§ **Set problem**
Please quote the records below word for word, starting at the line that contains "Each instance receives one point. Annotate the dried" and ending at the line that contains "[[342, 41]]", both included. Leave out the pictures.
[START]
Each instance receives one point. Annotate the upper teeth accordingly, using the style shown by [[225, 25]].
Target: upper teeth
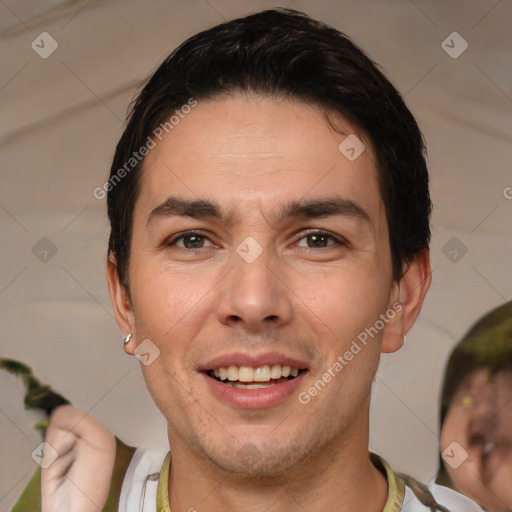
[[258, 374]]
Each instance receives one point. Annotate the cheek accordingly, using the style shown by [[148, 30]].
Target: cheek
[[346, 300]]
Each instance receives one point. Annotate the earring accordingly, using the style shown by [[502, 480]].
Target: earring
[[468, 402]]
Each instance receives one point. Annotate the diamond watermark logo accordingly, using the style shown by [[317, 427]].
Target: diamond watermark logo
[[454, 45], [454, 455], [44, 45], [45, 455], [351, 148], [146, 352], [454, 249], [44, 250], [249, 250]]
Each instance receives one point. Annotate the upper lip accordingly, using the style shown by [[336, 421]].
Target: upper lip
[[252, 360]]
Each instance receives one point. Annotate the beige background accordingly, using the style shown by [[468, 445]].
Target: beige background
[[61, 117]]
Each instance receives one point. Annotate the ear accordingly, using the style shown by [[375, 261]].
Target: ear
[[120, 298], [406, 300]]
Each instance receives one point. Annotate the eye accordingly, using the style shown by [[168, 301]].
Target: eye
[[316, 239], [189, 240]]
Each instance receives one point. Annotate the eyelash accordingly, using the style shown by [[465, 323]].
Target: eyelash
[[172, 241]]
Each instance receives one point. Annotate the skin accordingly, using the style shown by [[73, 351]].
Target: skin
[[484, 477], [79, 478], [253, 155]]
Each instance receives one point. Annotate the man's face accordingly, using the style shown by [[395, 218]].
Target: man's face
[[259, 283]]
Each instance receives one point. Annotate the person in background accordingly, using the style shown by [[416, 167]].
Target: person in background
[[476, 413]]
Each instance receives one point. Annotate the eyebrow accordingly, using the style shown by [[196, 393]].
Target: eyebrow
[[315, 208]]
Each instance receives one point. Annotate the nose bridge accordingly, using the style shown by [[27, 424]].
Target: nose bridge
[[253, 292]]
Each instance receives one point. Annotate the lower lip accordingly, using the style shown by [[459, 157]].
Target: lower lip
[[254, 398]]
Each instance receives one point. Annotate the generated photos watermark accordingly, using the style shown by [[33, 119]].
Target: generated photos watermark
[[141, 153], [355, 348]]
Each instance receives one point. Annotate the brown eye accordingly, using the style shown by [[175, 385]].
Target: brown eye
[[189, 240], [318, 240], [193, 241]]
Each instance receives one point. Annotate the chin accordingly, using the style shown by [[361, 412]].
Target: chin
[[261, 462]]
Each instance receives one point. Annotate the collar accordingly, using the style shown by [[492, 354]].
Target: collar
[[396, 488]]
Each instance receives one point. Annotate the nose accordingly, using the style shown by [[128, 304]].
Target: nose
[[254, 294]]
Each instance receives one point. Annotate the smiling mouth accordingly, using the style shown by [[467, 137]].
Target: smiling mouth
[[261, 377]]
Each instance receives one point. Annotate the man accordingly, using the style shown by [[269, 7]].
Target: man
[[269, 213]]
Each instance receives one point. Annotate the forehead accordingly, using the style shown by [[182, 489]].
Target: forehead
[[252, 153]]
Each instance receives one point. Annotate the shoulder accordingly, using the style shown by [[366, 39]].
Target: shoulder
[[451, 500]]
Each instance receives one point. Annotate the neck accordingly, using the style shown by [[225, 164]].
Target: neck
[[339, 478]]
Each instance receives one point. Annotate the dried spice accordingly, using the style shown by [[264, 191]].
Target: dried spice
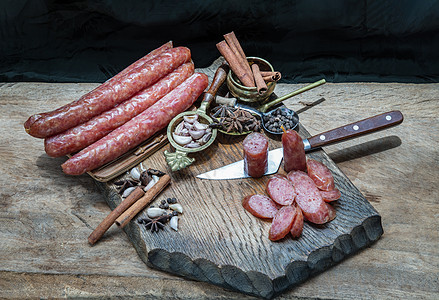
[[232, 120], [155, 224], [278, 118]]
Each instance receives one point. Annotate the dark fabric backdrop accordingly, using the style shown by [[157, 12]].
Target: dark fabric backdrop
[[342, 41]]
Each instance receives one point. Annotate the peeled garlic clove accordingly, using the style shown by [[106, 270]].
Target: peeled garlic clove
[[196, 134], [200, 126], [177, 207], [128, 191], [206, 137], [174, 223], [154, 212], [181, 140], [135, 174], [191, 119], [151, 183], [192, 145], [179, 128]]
[END]
§ **Finished exercise**
Each instance receives one point. Annotate the dried spice accordingly, using the style shown by [[264, 191]].
Target: dried spice
[[232, 120], [155, 224], [278, 118]]
Each instance receives one point. Annotate the dark fabric backdrop accordingly, using the style shown by [[157, 12]].
Target: dark fabric backdrop
[[342, 41]]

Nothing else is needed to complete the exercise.